Repeat the listing exactly, minus the pictures.

= = = =

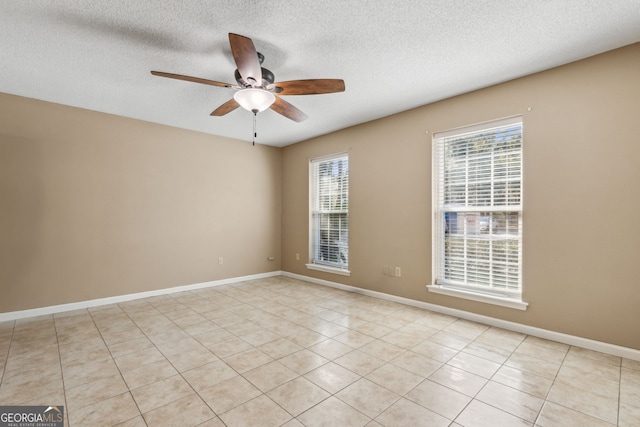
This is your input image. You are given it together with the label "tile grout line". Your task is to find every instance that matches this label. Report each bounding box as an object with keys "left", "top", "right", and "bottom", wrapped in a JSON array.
[
  {"left": 51, "top": 315, "right": 69, "bottom": 427},
  {"left": 117, "top": 299, "right": 216, "bottom": 426},
  {"left": 4, "top": 277, "right": 634, "bottom": 426},
  {"left": 0, "top": 320, "right": 16, "bottom": 389},
  {"left": 458, "top": 331, "right": 529, "bottom": 426},
  {"left": 86, "top": 307, "right": 147, "bottom": 427},
  {"left": 617, "top": 362, "right": 622, "bottom": 427}
]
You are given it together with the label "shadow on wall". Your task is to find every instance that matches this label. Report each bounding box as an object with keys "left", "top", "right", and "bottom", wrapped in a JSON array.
[{"left": 0, "top": 134, "right": 44, "bottom": 299}]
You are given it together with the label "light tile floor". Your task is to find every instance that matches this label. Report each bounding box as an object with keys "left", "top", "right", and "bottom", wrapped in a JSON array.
[{"left": 0, "top": 276, "right": 639, "bottom": 426}]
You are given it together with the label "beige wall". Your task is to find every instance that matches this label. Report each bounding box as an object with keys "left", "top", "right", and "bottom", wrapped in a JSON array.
[
  {"left": 282, "top": 43, "right": 640, "bottom": 350},
  {"left": 2, "top": 44, "right": 638, "bottom": 350},
  {"left": 0, "top": 94, "right": 282, "bottom": 312}
]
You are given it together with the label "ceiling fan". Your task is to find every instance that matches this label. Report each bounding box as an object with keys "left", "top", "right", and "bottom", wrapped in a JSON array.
[{"left": 151, "top": 33, "right": 345, "bottom": 123}]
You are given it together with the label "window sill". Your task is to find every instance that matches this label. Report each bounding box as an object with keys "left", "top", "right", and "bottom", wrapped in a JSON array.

= = = =

| Solution for this task |
This is your input image. You are given it together with the label "tile grout line". Your task is to find every instance that matches this label. Report each bounding box as an object with keys "left", "top", "right", and "bottom", wrapped in a JSON array.
[
  {"left": 51, "top": 315, "right": 69, "bottom": 427},
  {"left": 117, "top": 299, "right": 216, "bottom": 426},
  {"left": 4, "top": 277, "right": 634, "bottom": 426},
  {"left": 0, "top": 320, "right": 16, "bottom": 389},
  {"left": 458, "top": 331, "right": 529, "bottom": 426},
  {"left": 86, "top": 307, "right": 147, "bottom": 427},
  {"left": 617, "top": 362, "right": 622, "bottom": 427}
]
You are given it together with the label "shadow on wall". Your task is to find every instance that matches this label. Report each bounding box as an object with keys "left", "top", "right", and "bottom", wrapped in a JSON array.
[{"left": 0, "top": 134, "right": 44, "bottom": 299}]
You are given it together with the label "light tile floor". Your task is to find every instance that matches this label. Report each bounding box as an object with keys "left", "top", "right", and "bottom", wrapped in a JSON array.
[{"left": 0, "top": 276, "right": 639, "bottom": 426}]
You are given it together with the label "beige wall". Your task is to find every instance that matches this label. Report each bounding box as an object with keys "left", "top", "right", and "bottom", wrapped in a JSON array.
[
  {"left": 282, "top": 43, "right": 640, "bottom": 350},
  {"left": 2, "top": 44, "right": 638, "bottom": 350},
  {"left": 0, "top": 94, "right": 282, "bottom": 312}
]
You are given it together with the label "ceiling fan". Your task is to find every instance that matches this label. Report each bounding box as an object with keys "left", "top", "right", and "bottom", wrapped in a JSON array.
[{"left": 151, "top": 33, "right": 345, "bottom": 123}]
You are given it together with the label "window sill". Your task is to find every instance that matches this label. Report each bounding box as an object with keys "left", "top", "right", and "bottom", wrapped in a JSON array.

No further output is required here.